● Required work:
Return every line of the data below that contains the word "handle".

● Exercise materials:
------------------------------------------------

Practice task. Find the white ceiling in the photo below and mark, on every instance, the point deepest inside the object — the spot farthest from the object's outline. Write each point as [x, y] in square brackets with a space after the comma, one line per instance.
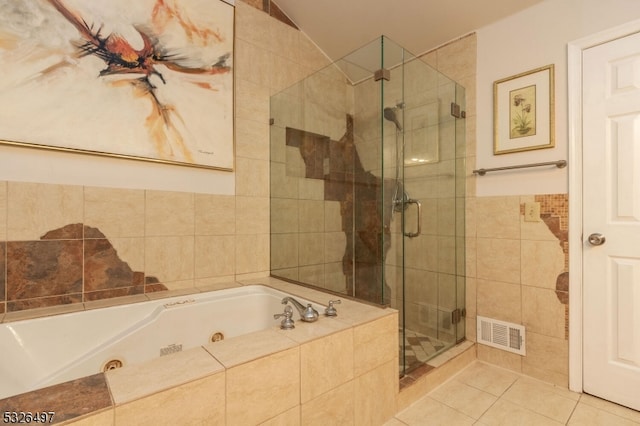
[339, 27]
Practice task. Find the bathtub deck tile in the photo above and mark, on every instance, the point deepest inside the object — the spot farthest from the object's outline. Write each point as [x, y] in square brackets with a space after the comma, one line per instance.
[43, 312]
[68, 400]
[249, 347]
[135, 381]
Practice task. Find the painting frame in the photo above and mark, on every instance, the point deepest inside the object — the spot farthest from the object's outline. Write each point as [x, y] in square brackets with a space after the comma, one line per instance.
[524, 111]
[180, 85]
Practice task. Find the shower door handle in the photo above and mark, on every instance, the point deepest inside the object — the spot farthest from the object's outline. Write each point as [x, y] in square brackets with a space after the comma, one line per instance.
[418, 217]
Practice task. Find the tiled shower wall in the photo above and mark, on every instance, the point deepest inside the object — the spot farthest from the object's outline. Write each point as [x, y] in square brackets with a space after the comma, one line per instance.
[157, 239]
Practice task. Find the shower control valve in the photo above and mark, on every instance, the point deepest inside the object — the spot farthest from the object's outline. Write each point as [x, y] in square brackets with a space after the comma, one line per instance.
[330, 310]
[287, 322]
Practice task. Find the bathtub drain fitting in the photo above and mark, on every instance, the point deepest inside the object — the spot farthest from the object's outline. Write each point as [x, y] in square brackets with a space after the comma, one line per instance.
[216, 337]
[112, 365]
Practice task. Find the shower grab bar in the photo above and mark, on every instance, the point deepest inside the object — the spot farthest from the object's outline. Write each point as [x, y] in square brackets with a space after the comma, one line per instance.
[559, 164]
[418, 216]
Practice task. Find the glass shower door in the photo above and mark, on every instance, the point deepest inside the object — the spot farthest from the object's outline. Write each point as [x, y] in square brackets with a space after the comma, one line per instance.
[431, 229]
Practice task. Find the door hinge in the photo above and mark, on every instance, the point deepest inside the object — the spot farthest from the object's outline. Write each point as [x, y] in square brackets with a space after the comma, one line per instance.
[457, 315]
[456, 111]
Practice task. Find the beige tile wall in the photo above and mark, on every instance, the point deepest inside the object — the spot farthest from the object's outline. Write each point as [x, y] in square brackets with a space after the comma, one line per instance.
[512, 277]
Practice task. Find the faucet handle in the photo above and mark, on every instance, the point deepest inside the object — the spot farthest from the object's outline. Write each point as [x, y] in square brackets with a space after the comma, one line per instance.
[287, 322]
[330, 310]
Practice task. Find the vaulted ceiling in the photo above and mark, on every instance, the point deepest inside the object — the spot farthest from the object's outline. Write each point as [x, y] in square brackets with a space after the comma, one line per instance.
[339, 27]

------------------------------------------------

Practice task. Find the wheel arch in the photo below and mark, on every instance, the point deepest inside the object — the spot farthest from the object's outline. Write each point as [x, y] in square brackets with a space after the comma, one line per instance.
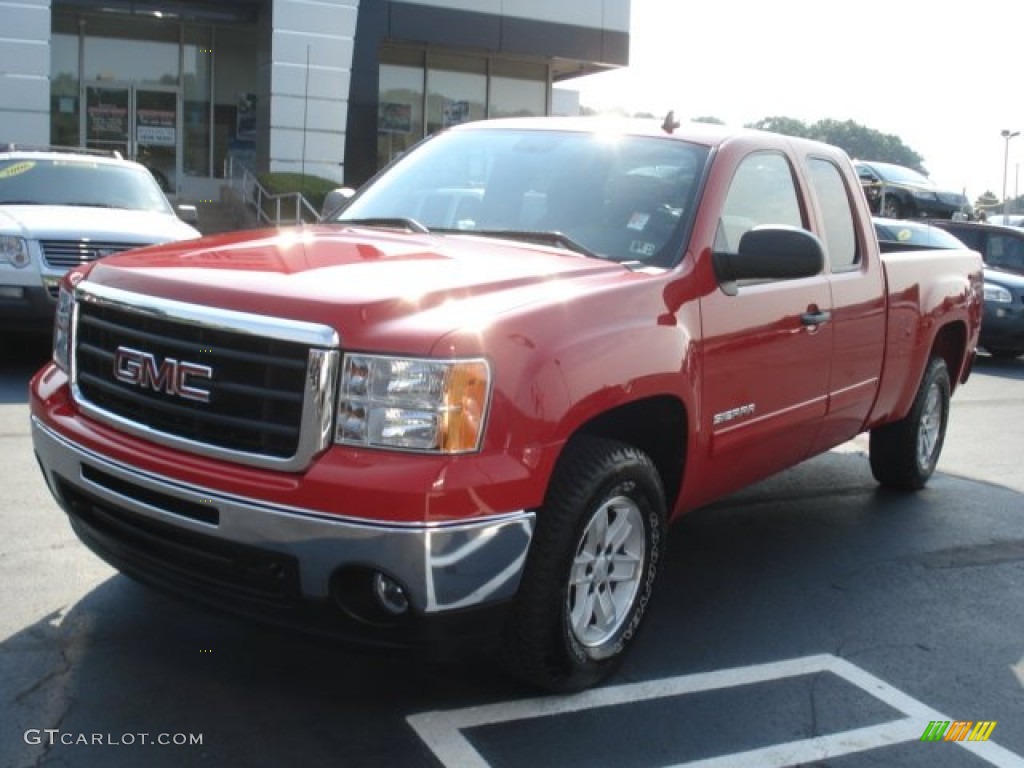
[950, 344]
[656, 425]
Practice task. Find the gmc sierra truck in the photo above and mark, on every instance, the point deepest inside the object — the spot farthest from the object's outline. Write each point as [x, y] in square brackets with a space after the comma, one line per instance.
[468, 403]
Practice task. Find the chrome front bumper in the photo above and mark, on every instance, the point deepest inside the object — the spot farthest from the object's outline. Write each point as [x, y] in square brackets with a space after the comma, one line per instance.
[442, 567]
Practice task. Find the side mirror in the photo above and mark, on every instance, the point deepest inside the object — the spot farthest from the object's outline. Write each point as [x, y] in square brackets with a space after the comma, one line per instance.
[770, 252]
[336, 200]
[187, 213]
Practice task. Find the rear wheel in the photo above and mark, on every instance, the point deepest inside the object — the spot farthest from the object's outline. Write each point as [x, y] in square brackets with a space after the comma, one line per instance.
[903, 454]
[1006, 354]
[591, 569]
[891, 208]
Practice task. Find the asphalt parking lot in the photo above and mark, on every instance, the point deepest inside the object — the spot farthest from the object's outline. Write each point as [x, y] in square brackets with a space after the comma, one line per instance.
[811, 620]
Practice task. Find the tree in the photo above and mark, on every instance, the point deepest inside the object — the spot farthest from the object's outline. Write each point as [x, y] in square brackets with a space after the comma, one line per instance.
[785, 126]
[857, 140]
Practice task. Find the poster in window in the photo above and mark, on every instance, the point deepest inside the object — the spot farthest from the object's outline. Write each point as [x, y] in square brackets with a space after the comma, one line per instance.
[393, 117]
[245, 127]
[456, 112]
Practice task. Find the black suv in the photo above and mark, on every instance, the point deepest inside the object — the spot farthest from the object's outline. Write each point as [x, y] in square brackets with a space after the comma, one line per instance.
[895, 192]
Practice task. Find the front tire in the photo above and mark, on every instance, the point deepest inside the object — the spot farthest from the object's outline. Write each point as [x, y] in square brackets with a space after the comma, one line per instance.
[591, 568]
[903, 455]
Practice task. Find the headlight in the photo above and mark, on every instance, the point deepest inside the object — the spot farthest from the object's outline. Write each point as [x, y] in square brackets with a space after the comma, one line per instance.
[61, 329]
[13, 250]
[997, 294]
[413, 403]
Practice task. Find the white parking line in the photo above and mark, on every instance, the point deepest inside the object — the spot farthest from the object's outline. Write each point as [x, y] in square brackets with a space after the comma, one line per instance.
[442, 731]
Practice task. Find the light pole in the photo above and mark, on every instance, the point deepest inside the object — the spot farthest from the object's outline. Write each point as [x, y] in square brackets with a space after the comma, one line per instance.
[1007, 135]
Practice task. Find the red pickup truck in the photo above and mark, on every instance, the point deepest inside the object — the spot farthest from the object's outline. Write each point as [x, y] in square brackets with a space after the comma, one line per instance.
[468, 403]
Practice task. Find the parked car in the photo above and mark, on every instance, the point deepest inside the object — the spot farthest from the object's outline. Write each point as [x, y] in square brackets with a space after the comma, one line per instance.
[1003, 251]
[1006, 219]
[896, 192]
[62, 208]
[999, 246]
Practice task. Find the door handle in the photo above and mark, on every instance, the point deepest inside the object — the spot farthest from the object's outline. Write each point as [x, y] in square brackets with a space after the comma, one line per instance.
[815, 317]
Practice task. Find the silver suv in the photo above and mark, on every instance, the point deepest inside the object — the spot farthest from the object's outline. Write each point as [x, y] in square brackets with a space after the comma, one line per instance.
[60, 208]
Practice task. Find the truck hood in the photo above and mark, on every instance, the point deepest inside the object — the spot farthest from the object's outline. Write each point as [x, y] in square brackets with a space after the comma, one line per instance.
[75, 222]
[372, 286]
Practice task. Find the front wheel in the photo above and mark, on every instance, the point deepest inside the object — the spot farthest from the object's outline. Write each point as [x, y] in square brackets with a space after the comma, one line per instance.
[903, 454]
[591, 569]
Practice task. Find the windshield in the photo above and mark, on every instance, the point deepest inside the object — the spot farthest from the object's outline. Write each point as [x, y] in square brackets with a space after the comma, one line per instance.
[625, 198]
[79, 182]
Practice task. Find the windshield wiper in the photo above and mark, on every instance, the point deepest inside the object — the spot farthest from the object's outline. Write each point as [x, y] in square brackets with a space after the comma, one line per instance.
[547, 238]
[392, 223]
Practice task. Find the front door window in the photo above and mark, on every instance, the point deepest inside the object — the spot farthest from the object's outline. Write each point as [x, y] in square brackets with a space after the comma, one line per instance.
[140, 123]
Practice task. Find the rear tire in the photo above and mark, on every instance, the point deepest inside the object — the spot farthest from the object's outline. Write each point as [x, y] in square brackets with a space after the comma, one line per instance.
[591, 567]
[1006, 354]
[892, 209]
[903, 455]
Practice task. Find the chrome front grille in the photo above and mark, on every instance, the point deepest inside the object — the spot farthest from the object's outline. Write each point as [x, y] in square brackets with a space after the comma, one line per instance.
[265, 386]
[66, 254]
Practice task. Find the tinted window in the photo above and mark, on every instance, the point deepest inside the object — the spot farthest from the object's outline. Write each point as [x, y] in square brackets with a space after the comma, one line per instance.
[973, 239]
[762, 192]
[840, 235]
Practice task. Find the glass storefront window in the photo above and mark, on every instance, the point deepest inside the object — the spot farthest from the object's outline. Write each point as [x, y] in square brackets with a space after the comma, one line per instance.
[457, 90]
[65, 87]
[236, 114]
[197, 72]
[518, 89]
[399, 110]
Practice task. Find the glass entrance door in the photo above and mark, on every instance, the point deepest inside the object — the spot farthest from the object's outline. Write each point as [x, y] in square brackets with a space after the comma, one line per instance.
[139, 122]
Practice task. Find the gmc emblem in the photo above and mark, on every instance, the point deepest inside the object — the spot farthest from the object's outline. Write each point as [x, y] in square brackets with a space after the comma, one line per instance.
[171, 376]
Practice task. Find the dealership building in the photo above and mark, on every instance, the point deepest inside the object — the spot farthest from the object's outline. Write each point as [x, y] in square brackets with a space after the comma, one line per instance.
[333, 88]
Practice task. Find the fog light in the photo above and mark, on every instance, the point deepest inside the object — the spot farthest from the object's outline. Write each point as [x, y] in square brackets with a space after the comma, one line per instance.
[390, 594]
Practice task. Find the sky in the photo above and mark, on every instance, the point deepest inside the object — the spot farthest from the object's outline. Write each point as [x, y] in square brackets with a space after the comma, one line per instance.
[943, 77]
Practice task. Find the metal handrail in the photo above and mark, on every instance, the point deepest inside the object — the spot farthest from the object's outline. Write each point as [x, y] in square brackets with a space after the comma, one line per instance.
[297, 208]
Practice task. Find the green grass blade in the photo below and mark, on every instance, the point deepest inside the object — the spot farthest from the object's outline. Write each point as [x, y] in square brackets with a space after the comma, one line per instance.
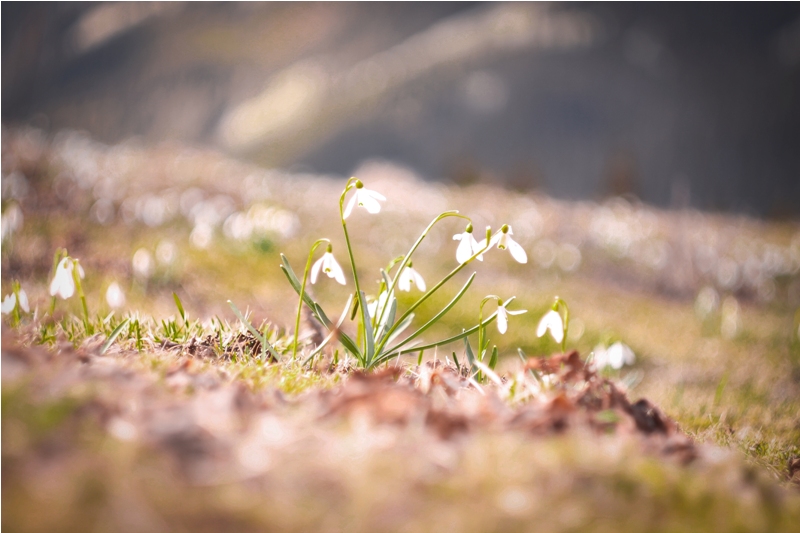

------------------------------------------------

● Task answer:
Practice task. Find the shower door handle in the photo above and mark, on every instance, the point deepest inside the object — the spot farthest from the object's outline. Write each point as [x, y] in square brackets with a space after the comma, one line per instance.
Practice task. Find the faucet handle in the photo above and mark, on every instance, the point deepest inside the object — the spot farthest from the object's outline. Write each point as [x, y] in square brackets with a space after the comma, one line per instance.
Practice task. Find the door handle in the photo above and mark, on every instance, the point deepest inside the object — the spot farthest from the object's outline. Write each point as [x, y] in square brackets with a space after the comma, one line per instance.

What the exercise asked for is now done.